By 苏剑林 | January 30, 2019
"Look at those digging pits, what's so different about them~" In this series, we attempt to understand GANs from the perspective of energy. We will find this perspective so beautiful and intuitive that it is truly admirable. This perspective is directly inspired by the Bengio team's new work "Maximum Entropy Generators for Energy-Based Models", which appeared on arXiv a few days ago. Of course, the connection between energy models and GANs has a long history and is not an original creation of this article; however, this paper makes the connection more meticulous and complete. Additionally, this article supplements some of my own understanding and reflections, striving to be more accessible and comprehensive.
As the first article, let's start with a straightforward analogical derivation: GAN is actually a journey of "digging pits" and "jumping into pits" one after another (or digging then jumping?).
In general, the main content of this article is as follows:
In this section, we use as popular a metaphor as possible to explain what GAN is from an energy perspective.
First, we have a batch of samples $x_1,x_2,\dots,x_{n}$. We hope to find a generative model capable of producing a batch of new samples $\hat{x}_1,\hat{x}_2,\dots,\hat{x}_{n}$ that are very similar to the original samples. How do we make them? It's simple, following a two-step process.
:::
■ REQUIRED TASK
Return the passage on GANs from an energy perspective in full, without any changes. The material that comes after this plays no role here.
:::
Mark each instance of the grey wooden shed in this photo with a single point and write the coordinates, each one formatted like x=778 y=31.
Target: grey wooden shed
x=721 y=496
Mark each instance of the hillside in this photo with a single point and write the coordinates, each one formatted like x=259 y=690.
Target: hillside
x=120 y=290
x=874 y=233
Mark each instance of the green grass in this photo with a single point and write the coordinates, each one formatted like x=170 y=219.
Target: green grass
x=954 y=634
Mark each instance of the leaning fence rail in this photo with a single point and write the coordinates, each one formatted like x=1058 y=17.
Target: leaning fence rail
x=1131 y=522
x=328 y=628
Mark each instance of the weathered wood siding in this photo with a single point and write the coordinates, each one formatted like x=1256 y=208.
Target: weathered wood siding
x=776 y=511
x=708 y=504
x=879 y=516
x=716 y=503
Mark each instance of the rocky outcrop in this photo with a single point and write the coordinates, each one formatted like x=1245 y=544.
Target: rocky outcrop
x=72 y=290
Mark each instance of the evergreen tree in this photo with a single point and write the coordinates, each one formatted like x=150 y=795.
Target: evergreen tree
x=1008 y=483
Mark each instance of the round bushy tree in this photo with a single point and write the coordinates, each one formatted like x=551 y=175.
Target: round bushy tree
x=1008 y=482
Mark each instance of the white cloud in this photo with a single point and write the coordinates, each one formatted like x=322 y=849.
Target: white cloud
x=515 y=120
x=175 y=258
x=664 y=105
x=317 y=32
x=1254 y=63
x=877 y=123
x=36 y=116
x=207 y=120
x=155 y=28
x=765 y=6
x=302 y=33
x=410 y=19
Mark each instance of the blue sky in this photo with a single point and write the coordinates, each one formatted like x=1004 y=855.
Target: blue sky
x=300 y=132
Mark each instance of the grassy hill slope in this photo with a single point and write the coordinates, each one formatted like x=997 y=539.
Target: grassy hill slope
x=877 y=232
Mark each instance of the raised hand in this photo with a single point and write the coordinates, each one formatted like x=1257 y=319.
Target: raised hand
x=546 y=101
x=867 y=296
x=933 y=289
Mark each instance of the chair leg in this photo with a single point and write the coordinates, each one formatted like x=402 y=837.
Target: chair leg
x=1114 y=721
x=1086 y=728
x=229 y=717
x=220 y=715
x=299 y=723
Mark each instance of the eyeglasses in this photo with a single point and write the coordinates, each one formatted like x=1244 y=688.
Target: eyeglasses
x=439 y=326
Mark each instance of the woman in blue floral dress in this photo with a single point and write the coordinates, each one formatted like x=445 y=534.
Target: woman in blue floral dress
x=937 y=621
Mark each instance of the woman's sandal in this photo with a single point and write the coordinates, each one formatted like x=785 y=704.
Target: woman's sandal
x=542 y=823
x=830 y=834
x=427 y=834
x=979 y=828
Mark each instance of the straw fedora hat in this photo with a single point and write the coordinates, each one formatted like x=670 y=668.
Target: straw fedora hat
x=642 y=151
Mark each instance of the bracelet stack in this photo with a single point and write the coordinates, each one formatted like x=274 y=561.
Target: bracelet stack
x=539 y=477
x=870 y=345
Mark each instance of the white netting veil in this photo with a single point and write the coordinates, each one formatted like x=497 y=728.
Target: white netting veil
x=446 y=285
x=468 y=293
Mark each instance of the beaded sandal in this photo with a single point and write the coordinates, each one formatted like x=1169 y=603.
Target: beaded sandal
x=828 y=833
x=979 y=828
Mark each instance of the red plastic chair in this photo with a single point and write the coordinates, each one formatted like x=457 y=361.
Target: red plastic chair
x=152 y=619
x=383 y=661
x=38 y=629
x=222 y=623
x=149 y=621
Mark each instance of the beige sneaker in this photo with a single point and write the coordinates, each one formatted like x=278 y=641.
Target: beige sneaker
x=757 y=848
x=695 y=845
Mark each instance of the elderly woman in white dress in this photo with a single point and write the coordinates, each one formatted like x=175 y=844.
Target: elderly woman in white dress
:::
■ REPLY
By 苏剑林 | January 30, 2019
"Look at those digging pits, what's so different about them~" In this series, we attempt to understand GANs from the perspective of energy. We will find this perspective so beautiful and intuitive that it is truly admirable. This perspective is directly inspired by the Bengio team's new work "Maximum Entropy Generators for Energy-Based Models", which appeared on arXiv a few days ago. Of course, the connection between energy models and GANs has a long history and is not an original creation of this article; however, this paper makes the connection more meticulous and complete. Additionally, this article supplements some of my own understanding and reflections, striving to be more accessible and comprehensive.
As the first article, let's start with a straightforward analogical derivation: GAN is actually a journey of "digging pits" and "jumping into pits" one after another (or digging then jumping?).
In general, the main content of this article is as follows:
In this section, we use as popular a metaphor as possible to explain what GAN is from an energy perspective.
First, we have a batch of samples $x_1,x_2,\dots,x_{n}$. We hope to find a generative model capable of producing a batch of new samples $\hat{x}_1,\hat{x}_2,\dots,\hat{x}_{n}$ that are very similar to the original samples. How do we make them? It's simple, following a two-step process.